Extracted records:
Start
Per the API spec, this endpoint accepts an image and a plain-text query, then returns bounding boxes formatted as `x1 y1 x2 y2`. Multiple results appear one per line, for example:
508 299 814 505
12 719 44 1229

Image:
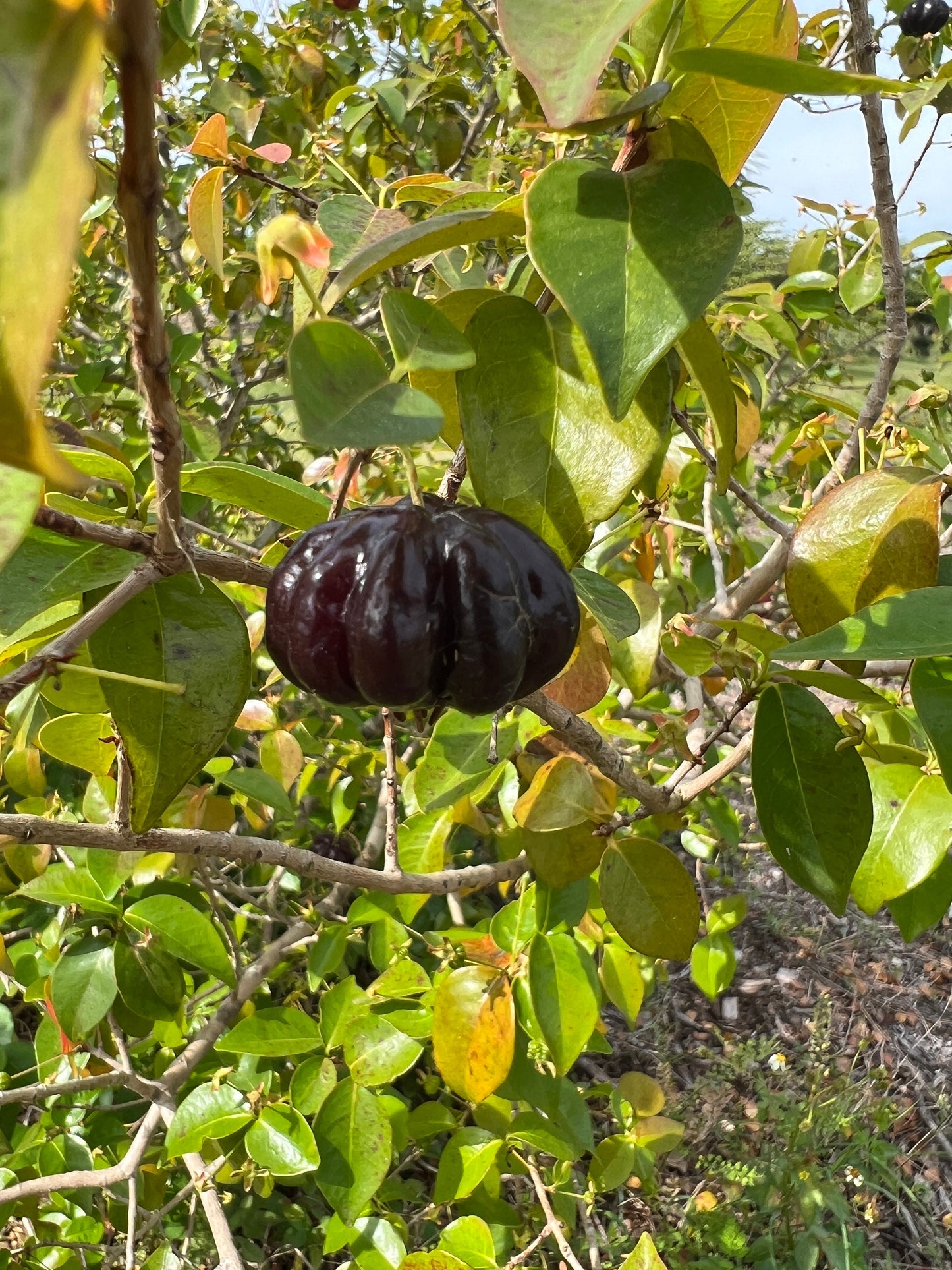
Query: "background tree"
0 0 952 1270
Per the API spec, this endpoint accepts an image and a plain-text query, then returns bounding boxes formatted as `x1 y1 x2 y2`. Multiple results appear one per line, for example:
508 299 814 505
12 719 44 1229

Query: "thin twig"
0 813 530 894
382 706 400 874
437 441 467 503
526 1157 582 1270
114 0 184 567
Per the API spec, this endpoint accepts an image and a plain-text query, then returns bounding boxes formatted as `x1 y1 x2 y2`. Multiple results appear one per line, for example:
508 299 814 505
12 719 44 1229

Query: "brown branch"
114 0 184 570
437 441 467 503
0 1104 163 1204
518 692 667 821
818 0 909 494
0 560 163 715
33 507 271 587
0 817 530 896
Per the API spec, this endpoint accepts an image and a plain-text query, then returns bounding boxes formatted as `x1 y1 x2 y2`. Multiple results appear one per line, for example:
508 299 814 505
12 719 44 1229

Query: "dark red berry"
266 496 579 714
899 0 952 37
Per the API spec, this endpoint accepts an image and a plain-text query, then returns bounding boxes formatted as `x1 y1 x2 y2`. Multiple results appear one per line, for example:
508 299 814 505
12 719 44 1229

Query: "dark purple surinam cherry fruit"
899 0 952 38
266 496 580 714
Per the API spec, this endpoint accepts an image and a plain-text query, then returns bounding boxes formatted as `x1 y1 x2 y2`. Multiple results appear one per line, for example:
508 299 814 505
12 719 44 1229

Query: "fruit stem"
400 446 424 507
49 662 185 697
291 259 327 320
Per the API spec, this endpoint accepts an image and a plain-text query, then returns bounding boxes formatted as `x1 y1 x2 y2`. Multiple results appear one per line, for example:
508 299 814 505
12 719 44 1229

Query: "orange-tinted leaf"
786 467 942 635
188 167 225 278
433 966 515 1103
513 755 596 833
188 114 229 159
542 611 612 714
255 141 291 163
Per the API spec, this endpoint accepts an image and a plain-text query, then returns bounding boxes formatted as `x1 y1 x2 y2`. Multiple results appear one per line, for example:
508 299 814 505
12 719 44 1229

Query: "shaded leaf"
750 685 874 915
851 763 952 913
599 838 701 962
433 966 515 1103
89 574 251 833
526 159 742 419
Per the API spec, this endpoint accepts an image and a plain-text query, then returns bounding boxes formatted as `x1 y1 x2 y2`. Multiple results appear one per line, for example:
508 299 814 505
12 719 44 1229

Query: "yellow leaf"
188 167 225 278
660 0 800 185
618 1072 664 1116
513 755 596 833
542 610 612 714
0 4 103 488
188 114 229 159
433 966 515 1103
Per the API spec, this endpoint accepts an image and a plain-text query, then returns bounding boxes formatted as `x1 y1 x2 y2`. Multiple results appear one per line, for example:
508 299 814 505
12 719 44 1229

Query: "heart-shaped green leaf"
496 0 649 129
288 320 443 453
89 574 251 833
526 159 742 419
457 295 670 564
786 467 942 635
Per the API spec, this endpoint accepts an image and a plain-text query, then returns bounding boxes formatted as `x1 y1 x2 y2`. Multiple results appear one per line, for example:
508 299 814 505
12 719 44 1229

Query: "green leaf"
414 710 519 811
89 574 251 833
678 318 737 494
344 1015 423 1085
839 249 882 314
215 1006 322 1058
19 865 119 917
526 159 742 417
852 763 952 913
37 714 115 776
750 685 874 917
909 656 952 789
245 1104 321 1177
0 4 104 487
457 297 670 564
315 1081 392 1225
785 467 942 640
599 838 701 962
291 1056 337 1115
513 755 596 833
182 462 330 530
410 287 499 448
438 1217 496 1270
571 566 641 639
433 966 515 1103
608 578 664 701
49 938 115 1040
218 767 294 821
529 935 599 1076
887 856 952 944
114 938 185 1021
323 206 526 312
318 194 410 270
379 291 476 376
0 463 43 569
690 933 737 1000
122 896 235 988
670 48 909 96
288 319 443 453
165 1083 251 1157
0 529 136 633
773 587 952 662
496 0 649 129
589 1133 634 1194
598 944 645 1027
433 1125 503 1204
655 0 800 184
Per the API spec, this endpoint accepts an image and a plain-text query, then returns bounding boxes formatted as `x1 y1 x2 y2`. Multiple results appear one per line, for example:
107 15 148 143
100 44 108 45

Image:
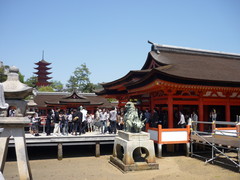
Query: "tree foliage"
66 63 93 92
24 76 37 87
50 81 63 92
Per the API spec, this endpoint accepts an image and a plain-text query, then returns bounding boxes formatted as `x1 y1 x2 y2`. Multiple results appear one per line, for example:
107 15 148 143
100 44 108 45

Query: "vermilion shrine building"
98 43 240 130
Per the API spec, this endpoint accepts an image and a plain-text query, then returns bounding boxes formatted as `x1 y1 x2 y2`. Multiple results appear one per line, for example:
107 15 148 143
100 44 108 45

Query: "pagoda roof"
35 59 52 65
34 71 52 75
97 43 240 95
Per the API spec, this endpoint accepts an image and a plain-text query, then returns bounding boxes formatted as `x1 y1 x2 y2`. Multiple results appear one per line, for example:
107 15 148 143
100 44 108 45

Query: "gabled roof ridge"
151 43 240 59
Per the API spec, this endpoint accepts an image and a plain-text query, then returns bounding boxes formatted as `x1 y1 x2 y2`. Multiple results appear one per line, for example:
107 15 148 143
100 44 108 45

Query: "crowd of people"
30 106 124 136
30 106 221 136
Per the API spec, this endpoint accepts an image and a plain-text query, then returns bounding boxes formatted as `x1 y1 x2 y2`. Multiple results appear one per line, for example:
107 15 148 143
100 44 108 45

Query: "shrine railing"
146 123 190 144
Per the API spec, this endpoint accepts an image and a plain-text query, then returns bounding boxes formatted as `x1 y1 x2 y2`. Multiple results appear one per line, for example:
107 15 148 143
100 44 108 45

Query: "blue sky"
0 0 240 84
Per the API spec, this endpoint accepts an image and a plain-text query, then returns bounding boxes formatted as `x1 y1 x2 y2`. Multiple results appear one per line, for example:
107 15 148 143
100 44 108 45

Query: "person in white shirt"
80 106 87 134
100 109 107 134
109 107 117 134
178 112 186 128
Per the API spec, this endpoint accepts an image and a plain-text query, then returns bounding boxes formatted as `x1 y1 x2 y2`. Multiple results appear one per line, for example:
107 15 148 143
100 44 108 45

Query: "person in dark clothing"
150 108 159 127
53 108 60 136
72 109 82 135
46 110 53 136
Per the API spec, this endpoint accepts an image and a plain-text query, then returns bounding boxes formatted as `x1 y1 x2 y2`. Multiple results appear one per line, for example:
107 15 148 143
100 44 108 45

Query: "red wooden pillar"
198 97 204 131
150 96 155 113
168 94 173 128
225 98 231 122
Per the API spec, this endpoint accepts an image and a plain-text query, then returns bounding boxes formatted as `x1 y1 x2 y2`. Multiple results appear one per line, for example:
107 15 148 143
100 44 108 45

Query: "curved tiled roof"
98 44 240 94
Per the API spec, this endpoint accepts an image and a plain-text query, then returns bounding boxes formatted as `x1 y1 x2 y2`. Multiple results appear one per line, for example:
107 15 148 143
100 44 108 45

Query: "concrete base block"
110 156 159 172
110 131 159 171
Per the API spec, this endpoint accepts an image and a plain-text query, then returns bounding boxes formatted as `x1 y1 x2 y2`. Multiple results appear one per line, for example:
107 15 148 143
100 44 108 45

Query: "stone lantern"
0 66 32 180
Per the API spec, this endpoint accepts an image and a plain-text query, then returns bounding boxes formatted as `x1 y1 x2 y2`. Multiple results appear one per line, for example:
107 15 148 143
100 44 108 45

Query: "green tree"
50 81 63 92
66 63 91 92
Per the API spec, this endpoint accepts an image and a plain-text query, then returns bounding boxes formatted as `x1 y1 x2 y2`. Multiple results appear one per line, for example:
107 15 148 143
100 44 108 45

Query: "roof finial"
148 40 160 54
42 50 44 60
End
Start
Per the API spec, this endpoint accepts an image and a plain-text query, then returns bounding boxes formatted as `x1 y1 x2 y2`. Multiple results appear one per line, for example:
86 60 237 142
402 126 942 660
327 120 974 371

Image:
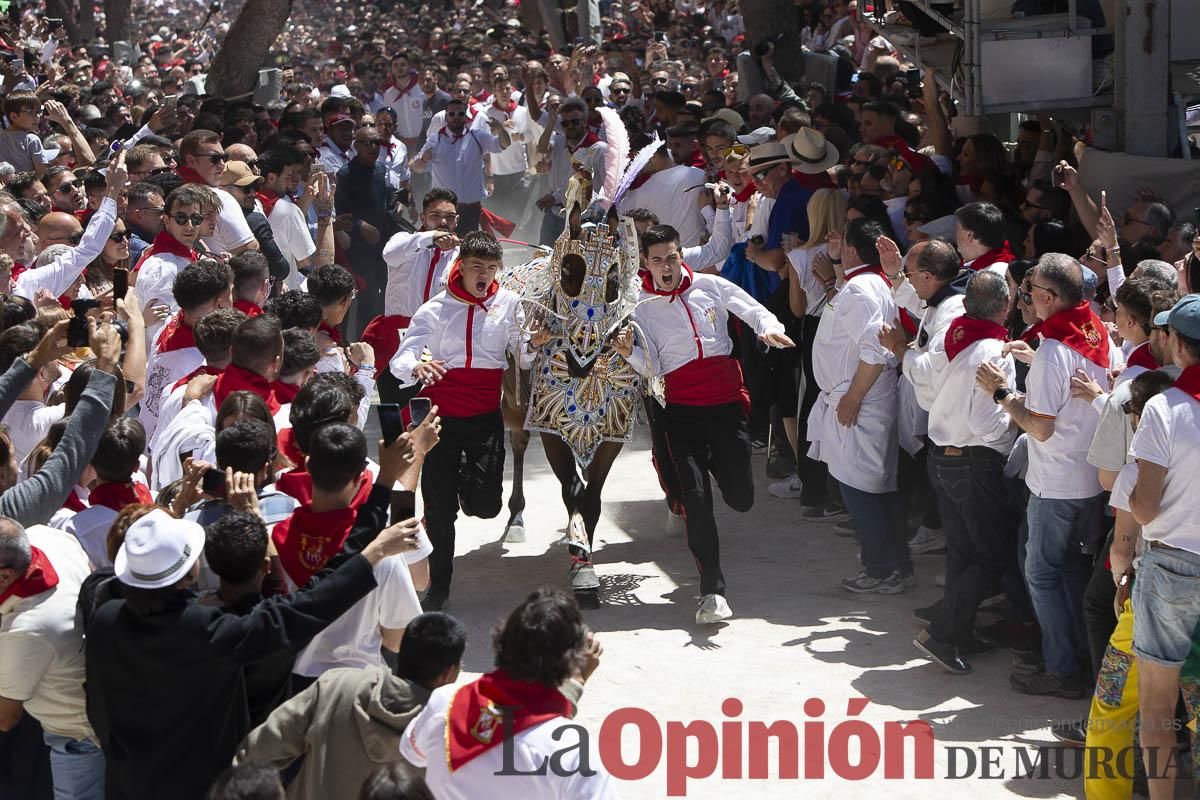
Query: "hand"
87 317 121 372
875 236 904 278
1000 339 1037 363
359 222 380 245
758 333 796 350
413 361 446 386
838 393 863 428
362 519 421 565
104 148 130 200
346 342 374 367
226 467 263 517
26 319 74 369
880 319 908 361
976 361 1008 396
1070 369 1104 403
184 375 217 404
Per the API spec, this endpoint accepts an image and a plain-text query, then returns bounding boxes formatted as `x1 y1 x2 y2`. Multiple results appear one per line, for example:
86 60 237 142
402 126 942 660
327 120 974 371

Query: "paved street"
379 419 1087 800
End
- _What you will do_: Gather every line in the material that contains the string "roof", matching case exactly.

- _Answer_:
Query: "pagoda roof"
Query: "gabled roof ridge"
Query: "curved tiled roof"
Query: "roof finial"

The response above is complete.